§ TEXT TO READ:
>> Begin

The government’s connection of marriage to citizenship through racialized discourse that focused on civilizing barbaric populations also focused on Native Americans. Once again federal policies took aim at “civilizing” Native Americans as potential citizens. The primary marker of civility and the corresponding granting of citizen status meant “instituting faithful monogamous households, turning Indian men into farmers motivated by the work ethic, and urging Indian women toward norms of modesty and domesticity.”
The U.S. government (Canadian policies will be explored in a future blog) took liberties to control the sexual mores of Native women and men under the guise of citizenship. The conjunction of male citizenship through property ownership (land, wives and children) are clearly articulated in the Dawes Severalty Act of 1887 which dissolved the collective ownership of tribal land in favor of individual plots to be granted to each native family with conferment of U.S. citizenship upon the male household heads who accepted the allotments.
As a supposed “civilizing” process, the Dawes Act not only legally facilitated the expropriation of Native land, but also subverted Native American women’s roles and communal ways of life. Once again, the linkage between sexual mores and practices at odds with protestant morality were governed through the institution of marriage. More than a private commitment between two persons, marriage was the means by which citizenship was conceptualized and granted for non-white/racialized men. Under this arrangement women were assets and monogamy was a practice denoting civility and the worthiness of men to enter the body politic.
These same gendered, sexualized and racialized ideologies that link marriage to citizenship and the stability of a ‘just’ governance continue today, and is a corner stone of the Christian Right reflected in the Mormon discourse of my formative years. One year prior to my marriage, Gordon B. Hinckley a high-ranking member of the LDS leadership who would later become president of the Mormon faith said the following, “The strength of the nations lies in the homes of the people. God is the designer of the family.”

>> End

§ JOBS:
a – In the passage on marriage and citizenship, which 1887 law broke up collective ownership of tribal land?
b – Carry the passage on marriage and citizenship forward from its final sentence.
The lines that come after this passage have no connection to it.

§ MATERIAL PROVIDED:
>> Begin

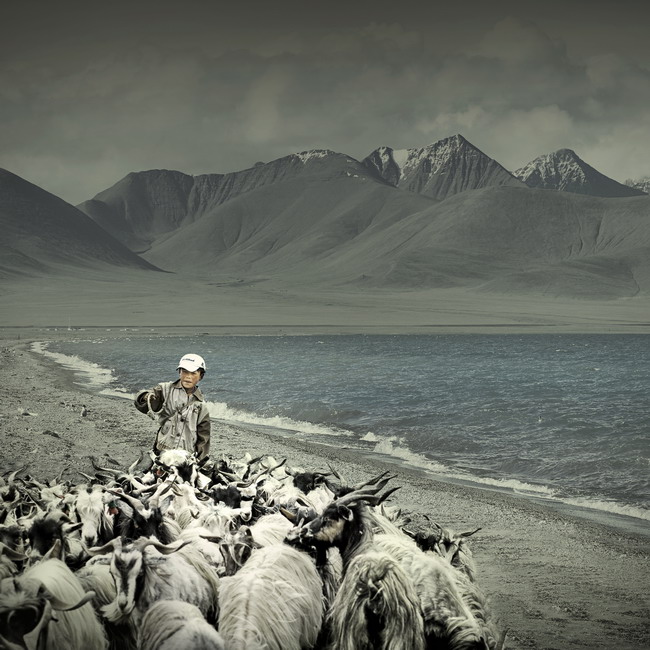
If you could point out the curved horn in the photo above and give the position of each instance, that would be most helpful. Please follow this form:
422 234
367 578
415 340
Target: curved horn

>> End
>> Begin

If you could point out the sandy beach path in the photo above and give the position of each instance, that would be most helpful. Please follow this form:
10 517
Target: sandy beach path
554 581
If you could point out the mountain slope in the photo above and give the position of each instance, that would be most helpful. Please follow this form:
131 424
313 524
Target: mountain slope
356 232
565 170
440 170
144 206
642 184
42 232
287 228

>> End

§ ANSWERS TO THE EXERCISE:
a – The Dawes Severalty Act of 1887.

b –
Hinckley’s statement sits comfortably in association with national building rhetoric of the mid 19th century wherein “a rhetorical relation had been set up between the institution of marriage and the success of the national compact so that what undermined one put the other at risk.”
Hinckley’s comment undermines a linear temporal logic that thinks of racism and sexism as the exclusive domain of the past. As Amy Brandzel argues, “citizenship is an anti-intersectional temporal structure that situates normative and nonnormative subjects within time.” Citizenship not only determines who will be included in the body politic (and the degree of privilege various levels of inclusion imply), it also demarcates the excluded. In the settler colonial project of the Americas, excluded are the savage and barbaric—those marked by race, gender and sexuality as markers of nonconformity.
In the ongoing colonial project, my role, as a good Mormon woman, was to marry, submit my will to my husband, and bear children in the name of God and nation.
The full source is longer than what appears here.